-- INPUT DATA follows --
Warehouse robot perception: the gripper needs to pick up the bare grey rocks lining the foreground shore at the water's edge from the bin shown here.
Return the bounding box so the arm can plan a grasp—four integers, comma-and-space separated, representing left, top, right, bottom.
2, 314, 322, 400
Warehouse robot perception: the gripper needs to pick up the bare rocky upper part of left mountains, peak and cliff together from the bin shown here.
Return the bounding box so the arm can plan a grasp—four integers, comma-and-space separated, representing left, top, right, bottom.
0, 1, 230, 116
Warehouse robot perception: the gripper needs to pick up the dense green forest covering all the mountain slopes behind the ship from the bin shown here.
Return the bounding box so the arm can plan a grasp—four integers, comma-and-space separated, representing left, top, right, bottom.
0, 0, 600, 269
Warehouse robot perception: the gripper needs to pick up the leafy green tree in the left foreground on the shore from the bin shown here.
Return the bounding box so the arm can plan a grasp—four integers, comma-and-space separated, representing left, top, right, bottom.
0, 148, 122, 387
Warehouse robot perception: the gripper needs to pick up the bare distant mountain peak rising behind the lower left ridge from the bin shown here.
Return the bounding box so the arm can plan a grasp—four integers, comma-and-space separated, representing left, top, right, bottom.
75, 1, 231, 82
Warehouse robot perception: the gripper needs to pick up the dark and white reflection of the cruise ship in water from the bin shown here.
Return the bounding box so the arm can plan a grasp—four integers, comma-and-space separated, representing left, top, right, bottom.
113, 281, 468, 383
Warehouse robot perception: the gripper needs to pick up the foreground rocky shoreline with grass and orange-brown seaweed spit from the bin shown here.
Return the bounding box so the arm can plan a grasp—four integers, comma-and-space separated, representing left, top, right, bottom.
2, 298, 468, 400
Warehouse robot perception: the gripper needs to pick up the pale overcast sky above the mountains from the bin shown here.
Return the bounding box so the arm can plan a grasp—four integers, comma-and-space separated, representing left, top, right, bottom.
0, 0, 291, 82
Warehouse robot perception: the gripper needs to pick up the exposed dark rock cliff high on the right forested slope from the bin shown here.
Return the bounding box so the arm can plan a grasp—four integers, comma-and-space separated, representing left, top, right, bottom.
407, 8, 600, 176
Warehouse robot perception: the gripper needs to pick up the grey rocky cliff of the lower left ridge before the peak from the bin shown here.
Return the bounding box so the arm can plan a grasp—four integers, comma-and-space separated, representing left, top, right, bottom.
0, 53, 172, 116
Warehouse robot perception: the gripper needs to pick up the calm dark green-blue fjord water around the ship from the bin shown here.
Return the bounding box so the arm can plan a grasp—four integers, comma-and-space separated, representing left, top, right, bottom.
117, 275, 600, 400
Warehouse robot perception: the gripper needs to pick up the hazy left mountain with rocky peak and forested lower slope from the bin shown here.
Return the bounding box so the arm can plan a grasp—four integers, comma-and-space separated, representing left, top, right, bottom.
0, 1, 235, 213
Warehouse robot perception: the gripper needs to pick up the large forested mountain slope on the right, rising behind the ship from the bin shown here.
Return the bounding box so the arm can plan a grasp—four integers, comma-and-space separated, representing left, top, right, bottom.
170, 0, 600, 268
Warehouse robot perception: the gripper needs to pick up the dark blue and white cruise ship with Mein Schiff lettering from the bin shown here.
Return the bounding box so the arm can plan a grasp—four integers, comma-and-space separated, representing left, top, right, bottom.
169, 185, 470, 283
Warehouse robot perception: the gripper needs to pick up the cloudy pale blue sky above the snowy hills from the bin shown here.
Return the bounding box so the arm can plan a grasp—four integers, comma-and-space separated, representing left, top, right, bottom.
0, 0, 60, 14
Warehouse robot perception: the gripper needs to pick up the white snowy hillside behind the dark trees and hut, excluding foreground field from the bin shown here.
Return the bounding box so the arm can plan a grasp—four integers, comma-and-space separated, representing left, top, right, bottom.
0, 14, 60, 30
-- INPUT DATA concluded --
§ ABOUT THIS TASK: Lines above that have "white": copy each of them.

§ RESULT OF THIS TASK:
Warehouse robot perception: the gripper needs to pick up the dark and white reflection of the cruise ship in water from the bin shown here.
Warehouse robot perception: the gripper needs to pick up the dark blue and white cruise ship with Mein Schiff lettering from the bin shown here.
Warehouse robot perception: the gripper needs to pick up the white snowy hillside behind the dark trees and hut, excluding foreground field from the bin shown here.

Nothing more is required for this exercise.